• **EXCERPTED TEXT**

========================

Good governance is growing in importance amongst all investors, particularly institutional investors. We at USS are involved with several investor syndicates representing an aggregate of trillions in AUM that are adamant that change in hedge fund governance is absolutely necessary. At USS, we have walked away from many investment opportunities on the grounds of poor governance and will continue to do so. Many other investors will to. This is why hedge fund managers, administrators, legal advisors, consultants and directors should take careful note.

Reflecting the increased interest in governance, "governance due diligence" is catching on amongst investors. Governance due diligence looks at a fund's constitutional documents and scrutinizes the fund's directors and service providers. Importantly, a fund's M&A and offering documents must provide investor rights and protections and a reasonable framework to permit director oversight. For example, overly broad investment strategy descriptions and few investment restrictions provides far too much flexibility to most investment managers to invest and trade in securities outside the strategy parameters they describe to investors - why does the OM not describe the strategy in the same terms as the marketing material? We expect directors to provide a reasonable degree of oversight of the fund's activities and investments but for them to do so the OM, which governs the fund's investment activities, must accurately reflect the strategy intended to be implemented by the investment manager. Investment managers and their legal advisers, as well as the fund's directors, should ensure this is done at the fund's inception.

========================

• **DATA RECORDS**

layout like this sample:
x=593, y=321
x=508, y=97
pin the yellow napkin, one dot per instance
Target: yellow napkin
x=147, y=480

========================

• **REQUIRED TASKS**
a. In the hedge fund governance passage, what does governance due diligence examine?
b. Extract the stretch of the hedge fund governance passage from "Good governance is" through "take careful note.".
c. Write what comes next in the hedge fund governance passage, picking up after its final sentence.
The data has no connection to the hedge fund governance passage.

• **THE ANSWERS**
a. It looks at a fund's constitutional documents and scrutinizes the fund's directors and service providers.

b.
Good governance is growing in importance amongst all investors, particularly institutional investors. We at USS are involved with several investor syndicates representing an aggregate of trillions in AUM that are adamant that change in hedge fund governance is absolutely necessary. At USS, we have walked away from many investment opportunities on the grounds of poor governance and will continue to do so. Many other investors will to. This is why hedge fund managers, administrators, legal advisors, consultants and directors should take careful note.

c.
At USS we insist on speaking to fund directors before investing and maintain a dialogue with them post investment. Our experience of these calls is mixed. Some directors are truly outstanding - they are independent, they are relevantly knowledgeable, they understand to whom they owe a fiduciary duty, and they have been transparent in disclosing their other past and present directorships - whilst others have been shocking - they are conflicted, explicitly refer to the investment manager as their client, and refuse to disclose the number and names of their present and past directorships. More transparency is required of directors or the jurisdictions in which they serve for investors to be able to conduct a reasonable level of due diligence on directors. This is why USS has written to CIMA and encouraged them to create a queriable online database of directors for bona fide investors, so that we can obtain the information necessary to have a proper due diligence conversation with directors.

If hedge funds are to continue to attract institutional investment and maintain their growth trajectory change is necessary.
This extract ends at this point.